▸ **Given data**
+--

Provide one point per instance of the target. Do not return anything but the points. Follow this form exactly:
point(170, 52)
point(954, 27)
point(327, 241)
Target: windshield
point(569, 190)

+--

Express the listing above as a Markdown table with the columns "Row" and "Line", one row per line and no rows for blank lines.

▸ **Result of this exercise**
| Row | Line |
|---|---|
| 1 | Provide one point per instance of the target. Do not return anything but the points. Follow this form exactly: |
| 2 | point(170, 52) |
| 3 | point(954, 27) |
| 4 | point(327, 241) |
| 5 | Target: windshield |
| 6 | point(569, 190) |